Your goal:
Reproduce all of the material below word for word, keeping every line and its breaks unchanged.

Material:
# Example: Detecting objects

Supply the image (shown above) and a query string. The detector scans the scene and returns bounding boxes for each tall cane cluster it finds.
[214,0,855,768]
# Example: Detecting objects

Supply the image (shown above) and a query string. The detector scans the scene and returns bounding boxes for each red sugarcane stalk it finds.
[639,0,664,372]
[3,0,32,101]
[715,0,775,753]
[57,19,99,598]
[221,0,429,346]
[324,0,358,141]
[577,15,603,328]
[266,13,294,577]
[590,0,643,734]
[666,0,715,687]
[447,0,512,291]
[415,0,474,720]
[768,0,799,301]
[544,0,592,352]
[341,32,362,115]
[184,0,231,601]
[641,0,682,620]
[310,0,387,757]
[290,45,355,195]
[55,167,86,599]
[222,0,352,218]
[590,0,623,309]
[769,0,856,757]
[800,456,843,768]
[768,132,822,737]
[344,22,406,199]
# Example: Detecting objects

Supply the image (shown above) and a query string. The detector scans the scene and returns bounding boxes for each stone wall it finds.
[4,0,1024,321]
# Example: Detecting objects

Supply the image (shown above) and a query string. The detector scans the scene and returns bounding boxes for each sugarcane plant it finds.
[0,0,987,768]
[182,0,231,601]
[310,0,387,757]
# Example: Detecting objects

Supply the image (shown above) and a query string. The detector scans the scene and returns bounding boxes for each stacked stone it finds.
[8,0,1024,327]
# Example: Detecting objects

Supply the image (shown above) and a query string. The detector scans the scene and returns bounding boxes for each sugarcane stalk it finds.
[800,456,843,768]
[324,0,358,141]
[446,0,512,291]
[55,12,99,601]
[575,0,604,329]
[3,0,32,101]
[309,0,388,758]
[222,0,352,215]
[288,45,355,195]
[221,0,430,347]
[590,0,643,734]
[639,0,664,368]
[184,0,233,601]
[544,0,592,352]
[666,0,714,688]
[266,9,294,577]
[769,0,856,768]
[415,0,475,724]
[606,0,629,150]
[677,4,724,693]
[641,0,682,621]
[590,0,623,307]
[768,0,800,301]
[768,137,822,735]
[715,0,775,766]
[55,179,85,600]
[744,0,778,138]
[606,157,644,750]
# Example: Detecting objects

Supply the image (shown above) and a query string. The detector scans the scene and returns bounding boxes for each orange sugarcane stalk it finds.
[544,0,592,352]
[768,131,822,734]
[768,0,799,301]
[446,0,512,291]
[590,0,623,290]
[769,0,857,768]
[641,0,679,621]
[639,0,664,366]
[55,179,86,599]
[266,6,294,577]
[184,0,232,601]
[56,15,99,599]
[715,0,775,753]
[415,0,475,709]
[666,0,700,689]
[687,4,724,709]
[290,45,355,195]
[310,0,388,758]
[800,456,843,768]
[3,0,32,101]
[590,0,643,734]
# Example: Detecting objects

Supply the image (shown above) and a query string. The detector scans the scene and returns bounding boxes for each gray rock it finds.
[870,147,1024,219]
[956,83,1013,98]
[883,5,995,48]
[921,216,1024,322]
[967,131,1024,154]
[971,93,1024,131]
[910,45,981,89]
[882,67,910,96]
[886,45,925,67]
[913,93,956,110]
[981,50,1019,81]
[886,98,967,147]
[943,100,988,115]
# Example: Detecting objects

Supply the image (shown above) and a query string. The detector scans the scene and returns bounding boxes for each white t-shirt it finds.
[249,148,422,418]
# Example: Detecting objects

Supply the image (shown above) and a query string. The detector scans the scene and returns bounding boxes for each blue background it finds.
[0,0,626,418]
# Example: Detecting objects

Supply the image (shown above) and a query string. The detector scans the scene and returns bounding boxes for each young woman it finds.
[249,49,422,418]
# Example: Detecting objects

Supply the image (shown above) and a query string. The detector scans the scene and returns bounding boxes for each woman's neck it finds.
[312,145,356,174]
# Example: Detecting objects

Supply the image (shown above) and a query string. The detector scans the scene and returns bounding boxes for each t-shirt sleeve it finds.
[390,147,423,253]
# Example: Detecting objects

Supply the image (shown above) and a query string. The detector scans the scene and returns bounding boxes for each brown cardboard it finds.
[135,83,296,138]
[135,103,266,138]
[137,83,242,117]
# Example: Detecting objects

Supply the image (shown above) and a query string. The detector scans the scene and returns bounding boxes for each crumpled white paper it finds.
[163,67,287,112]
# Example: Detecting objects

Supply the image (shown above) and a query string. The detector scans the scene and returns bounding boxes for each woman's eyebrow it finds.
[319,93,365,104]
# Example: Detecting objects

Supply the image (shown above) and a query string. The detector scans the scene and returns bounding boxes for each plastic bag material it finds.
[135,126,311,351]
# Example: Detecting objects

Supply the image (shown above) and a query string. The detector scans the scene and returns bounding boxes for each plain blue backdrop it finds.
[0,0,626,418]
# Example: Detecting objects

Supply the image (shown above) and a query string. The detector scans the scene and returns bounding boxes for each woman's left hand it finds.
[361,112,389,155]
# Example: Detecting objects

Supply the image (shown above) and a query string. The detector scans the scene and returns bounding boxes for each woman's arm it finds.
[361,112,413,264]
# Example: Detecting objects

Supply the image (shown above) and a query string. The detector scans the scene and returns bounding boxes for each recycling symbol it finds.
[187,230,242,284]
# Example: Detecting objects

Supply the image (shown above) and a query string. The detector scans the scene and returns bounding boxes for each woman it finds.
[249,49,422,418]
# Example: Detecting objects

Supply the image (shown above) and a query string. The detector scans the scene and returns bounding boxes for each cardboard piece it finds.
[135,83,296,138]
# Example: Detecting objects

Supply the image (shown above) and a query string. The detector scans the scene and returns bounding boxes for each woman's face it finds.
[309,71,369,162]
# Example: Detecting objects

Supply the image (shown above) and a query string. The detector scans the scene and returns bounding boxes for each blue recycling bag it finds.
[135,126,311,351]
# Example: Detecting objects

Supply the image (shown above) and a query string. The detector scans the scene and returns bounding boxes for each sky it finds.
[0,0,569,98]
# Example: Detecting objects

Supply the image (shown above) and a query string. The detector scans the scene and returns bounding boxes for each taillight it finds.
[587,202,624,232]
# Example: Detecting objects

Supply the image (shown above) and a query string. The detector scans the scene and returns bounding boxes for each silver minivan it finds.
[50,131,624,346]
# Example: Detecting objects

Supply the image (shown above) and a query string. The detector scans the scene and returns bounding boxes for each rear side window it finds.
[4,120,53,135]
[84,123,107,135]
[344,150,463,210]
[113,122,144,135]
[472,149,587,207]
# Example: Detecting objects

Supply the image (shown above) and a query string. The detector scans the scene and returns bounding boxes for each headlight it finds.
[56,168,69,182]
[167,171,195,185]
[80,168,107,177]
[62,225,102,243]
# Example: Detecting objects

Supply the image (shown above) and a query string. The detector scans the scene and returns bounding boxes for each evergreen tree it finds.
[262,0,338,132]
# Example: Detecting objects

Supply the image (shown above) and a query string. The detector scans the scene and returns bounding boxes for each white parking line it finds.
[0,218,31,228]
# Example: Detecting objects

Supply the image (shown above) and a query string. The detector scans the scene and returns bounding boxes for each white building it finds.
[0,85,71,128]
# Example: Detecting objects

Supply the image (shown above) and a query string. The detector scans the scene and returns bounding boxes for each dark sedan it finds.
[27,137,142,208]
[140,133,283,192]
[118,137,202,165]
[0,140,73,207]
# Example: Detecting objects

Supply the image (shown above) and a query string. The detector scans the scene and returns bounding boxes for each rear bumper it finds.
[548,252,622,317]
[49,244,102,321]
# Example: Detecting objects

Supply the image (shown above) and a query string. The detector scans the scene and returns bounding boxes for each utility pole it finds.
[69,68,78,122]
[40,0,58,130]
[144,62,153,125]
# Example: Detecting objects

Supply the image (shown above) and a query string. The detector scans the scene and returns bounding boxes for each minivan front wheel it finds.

Solution to this problem:
# Example: Detecting objects

Supply the image (shown above) and a query string. The detector scans the scene and returns bounding boxes for each tall cane cluster it finds.
[214,0,855,768]
# Example: Detecting objects

Supply the image (shown above) and a query string. The detector scans the scene and returns bounding boxes for each red sugarcane stalk it finds.
[639,0,664,372]
[3,0,32,101]
[715,0,775,753]
[57,19,99,598]
[221,0,429,346]
[324,0,358,141]
[577,15,603,328]
[266,13,294,577]
[590,0,643,734]
[666,0,715,687]
[447,0,512,291]
[415,0,474,720]
[768,0,799,301]
[544,0,592,352]
[341,32,362,115]
[184,0,231,601]
[641,0,682,620]
[310,0,387,757]
[290,45,355,195]
[55,167,86,599]
[222,0,352,218]
[590,0,623,309]
[769,0,856,757]
[800,456,843,768]
[768,132,822,737]
[344,22,406,199]
# Example: Detecting objects

Supply the image (shown above) and a query string. The detector scans the scene and returns bounding boxes for each stone wall it finds.
[4,0,1024,321]
# Example: Detecting objects

Supply the image (shown above) and a query string. The detector scans the scene and returns bounding boxes for each sugarcane plant it finds.
[0,0,987,768]
[182,0,231,601]
[310,0,387,757]
# Example: Detecting objects

Supply the image (shown above) and a query string. The detector scans the scene and returns bounding boxes for each stacked stone it finds.
[8,0,1024,327]
# Example: Detecting objects

Supply the image (shown above) and a query string. The detector scans the scene and returns bounding boxes for each sugarcane stalk it finds.
[800,456,843,768]
[324,0,358,141]
[446,0,512,291]
[55,12,99,601]
[575,0,604,329]
[3,0,32,101]
[309,0,388,758]
[222,0,352,215]
[288,45,355,195]
[221,0,430,347]
[590,0,643,734]
[639,0,664,368]
[184,0,233,601]
[544,0,592,352]
[666,0,714,688]
[266,9,294,577]
[769,0,856,768]
[415,0,475,724]
[606,0,629,150]
[677,4,724,693]
[641,0,682,621]
[590,0,623,307]
[768,0,800,301]
[768,137,822,735]
[715,0,775,766]
[55,179,85,600]
[744,0,778,138]
[606,157,644,750]
# Example: Detecting objects

Supply the image (shown above) and a query string. The detector scans the scene and returns bounding boxes for each orange sugarcane stalk it finds.
[544,0,592,352]
[768,131,822,734]
[768,0,799,301]
[446,0,512,291]
[590,0,623,290]
[769,0,857,768]
[641,0,679,621]
[639,0,664,366]
[55,179,86,599]
[266,6,294,577]
[184,0,232,601]
[56,15,99,599]
[715,0,775,753]
[415,0,475,709]
[666,0,700,689]
[687,4,724,709]
[290,45,355,195]
[310,0,388,758]
[800,456,843,768]
[3,0,32,101]
[590,0,643,734]
# Example: Detecting objects

Supply the image (shown above) and a query string. The detector scans the scene and returns bounding boxes for each gray rock it finds.
[870,147,1024,219]
[956,83,1013,98]
[883,5,995,48]
[921,216,1024,322]
[967,131,1024,154]
[971,93,1024,131]
[910,45,981,89]
[882,67,910,96]
[886,45,925,67]
[913,93,956,110]
[981,50,1019,81]
[886,98,967,147]
[943,100,988,115]
# Example: Detecting objects

Supply the image (shown above) and a query string. The detector scans the scene and returns bounding boxes for each white t-shirt it finds.
[249,148,422,418]
# Example: Detecting objects

Supply the image (shown above) and a query string. The detector scans the scene and returns bounding boxes for each blue background it finds.
[0,0,626,418]
# Example: Detecting objects

Supply the image (shown above) and a query string. The detector scans the scene and returns bounding boxes for each young woman it finds.
[249,49,422,418]
# Example: Detecting objects

Supply the image (shown above) and a query string. The detector scans the scene and returns bounding boxes for each woman's neck it finds.
[312,145,356,174]
# Example: Detecting objects

Supply the image (shown above) and a query string. The detector scans the scene and returns bounding boxes for each t-shirt sleeve it finds.
[390,147,423,253]
# Example: Detecting objects

Supply the image (shown above) and a query string. The detector scans the scene and returns bounding boxes for each brown cardboard it finds.
[135,83,296,138]
[135,103,266,138]
[137,83,242,117]
# Example: Detecting objects

Supply the image (shown above) and a query string. The detector scans the scene and returns bounding boxes for each crumpled white paper it finds.
[163,67,287,112]
# Example: Detecting objects

Supply the image (shown above) and a query string. The detector scans the scene and returns bounding boxes for each woman's eyebrow it finds.
[319,93,365,104]
# Example: Detecting objects

Supply the image (shown above) and a query string. The detector scans the scene and returns bounding boxes for each plastic bag material it finds.
[135,126,311,351]
# Example: Detecting objects

Supply the image (shown above) and a query string. The detector scans the scene and returns bounding boxes for each plain blue backdrop it finds.
[0,0,626,418]
# Example: Detecting objects

Supply the image (shown above) and a query string. The detector scans the scene and returns bounding boxes for each woman's left hand it finds.
[361,112,389,155]
# Example: Detecting objects

Supply the image (shown above) and a query string. The detector scans the scene and returns bounding boxes for each woman's arm it finds.
[361,112,413,264]
# Example: Detecting objects

Supply the image (shown above) and a query string. The detector scans the scene and returns bounding boxes for each recycling symbol it finds.
[187,230,242,284]
# Example: Detecting objects

Supply the image (shown above) and a query string. The detector scans the scene and returns bounding boxes for each woman it finds.
[249,49,422,418]
# Example: Detecting objects

Supply the image (shown above) and a query string. The detector scans the scene and returns bounding boxes for each cardboard piece it finds.
[135,83,296,138]
# Example: Detecting objects

Supply the image (shown above) and a query string. The detector scans the scene and returns bounding boxes for each woman's face it finds.
[309,71,369,162]
# Example: Detecting objects

Supply the image (shown above) and a query string. The detector scans the scene and returns bounding boxes for each blue recycling bag it finds.
[135,126,311,351]
# Example: Detecting objects

Supply the image (shown above) and a query string. The detector scans the scene and returns bounding boxes for each sky it finds.
[0,0,569,98]
# Example: Detecting objects

Supply the image (shown above) and a query string. The detector scans the scene and returns bounding boxes for each taillight it finds.
[587,202,624,232]
# Example: Detecting objects

Supply the image (shown above) and a query string. The detector scans the scene and returns bounding boxes for each silver minivan it finds.
[50,131,624,346]
# Example: Detecting objects

Supply the image (shown above) and a query string. The detector scans the scene and returns bounding boxes for each rear side window it finds.
[4,120,53,135]
[84,123,107,135]
[344,150,463,210]
[113,122,144,135]
[472,149,587,207]
# Example: Detecting objects

Supply the image (shown above) and a query string. The detector scans the scene and returns bounding boxes for each headlight it finds.
[56,168,69,182]
[167,171,195,185]
[80,168,107,177]
[62,225,102,243]
# Example: Detecting objects

Supply the image (shown above) and a query string. The detector scans the scene and returns bounding boxes for each evergreen tree it finds.
[262,0,338,132]
# Example: Detecting objects

Supply the image (shown above) and a query string. The detector scans the scene and returns bounding boxes for each white parking line it finds.
[0,218,31,228]
# Example: Detecting objects

Supply the image (shown above) and a query string. The detector scans the scene and returns bounding boxes for each white building it finds.
[0,85,71,128]
# Example: Detecting objects

Supply the image (shown above) and a query string. The detector scans the scene and returns bounding boxes for each dark sedan it finds.
[27,137,142,208]
[140,133,283,192]
[118,137,202,165]
[0,140,73,207]
# Example: Detecting objects

Supply the image (shown above) and a query string. The detector scans the scene and returns bounding boxes for each rear bumper it finds.
[548,252,622,317]
[49,244,102,321]
# Example: Detecting objects

Supply the image (shown above) and a query string. The detector scans the scene and returns bounding boxes for each utility pole it finds.
[69,68,78,122]
[40,0,58,130]
[144,62,153,125]
# Example: Detecting objects

Supply the image (shown above) and a query string. The detector scans the scene and returns bounding boxes for each minivan front wheel it finds.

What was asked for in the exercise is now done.